Problem to solve:
Copy the lines of the items below word for word, starting at the line containing "Scouting task: drop one point on every instance of the hillside" and ending at the line containing "[(18, 43), (87, 46)]", with both of those lines included.
— Begin Data for processing —
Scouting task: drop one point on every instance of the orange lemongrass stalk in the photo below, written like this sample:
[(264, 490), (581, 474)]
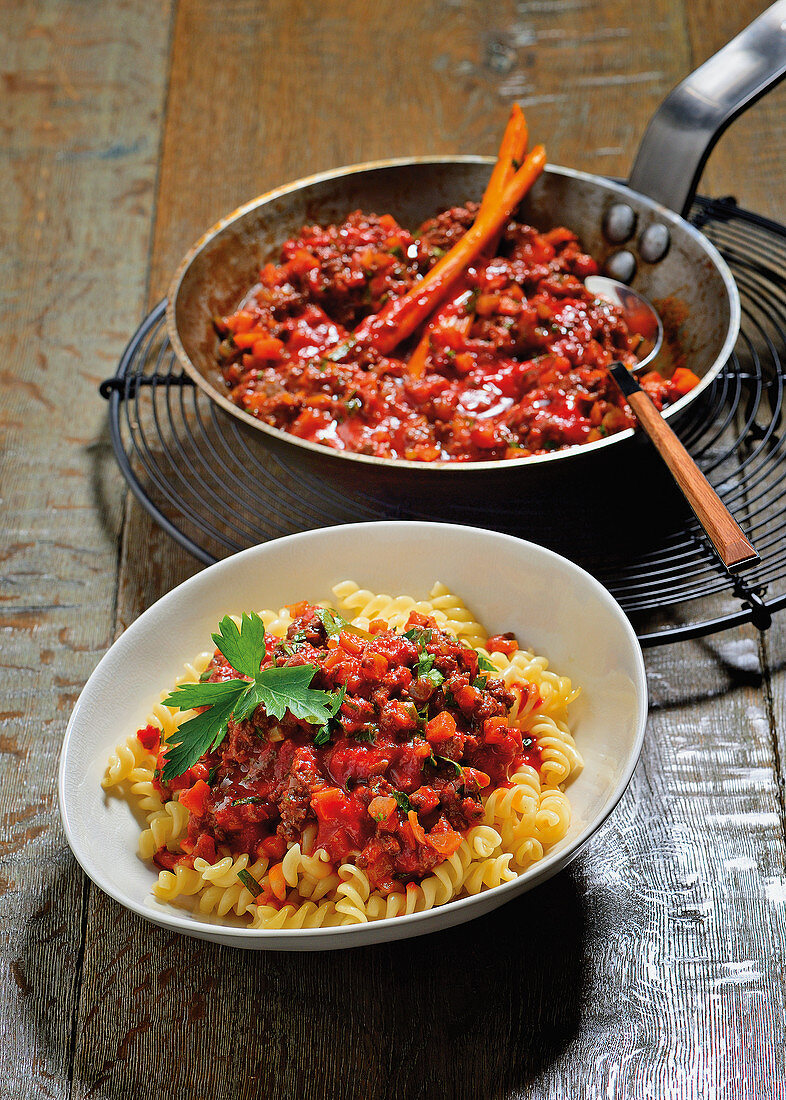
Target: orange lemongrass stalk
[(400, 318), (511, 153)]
— End Data for processing —
— Begin Data for processing —
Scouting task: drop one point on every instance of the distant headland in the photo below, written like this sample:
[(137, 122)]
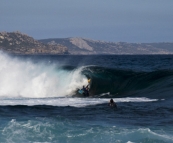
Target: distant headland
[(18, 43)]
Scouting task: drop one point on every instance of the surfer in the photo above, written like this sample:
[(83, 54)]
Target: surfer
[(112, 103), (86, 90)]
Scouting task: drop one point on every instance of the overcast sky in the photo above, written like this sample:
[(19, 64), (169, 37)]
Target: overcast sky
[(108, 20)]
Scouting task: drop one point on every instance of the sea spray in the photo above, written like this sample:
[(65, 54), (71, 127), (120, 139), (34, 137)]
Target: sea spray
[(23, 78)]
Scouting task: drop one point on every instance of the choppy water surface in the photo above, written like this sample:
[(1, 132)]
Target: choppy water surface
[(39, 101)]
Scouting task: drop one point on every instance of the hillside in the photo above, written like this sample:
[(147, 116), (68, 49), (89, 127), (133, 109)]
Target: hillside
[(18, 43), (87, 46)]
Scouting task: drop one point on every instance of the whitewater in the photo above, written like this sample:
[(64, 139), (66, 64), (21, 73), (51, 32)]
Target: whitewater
— End Data for processing —
Response to the exercise:
Scouting task: drop one point on every instance of the hillside in the photo above, written like this sample:
[(147, 116), (68, 49), (89, 127), (133, 109)]
Target: hillside
[(18, 43), (87, 46)]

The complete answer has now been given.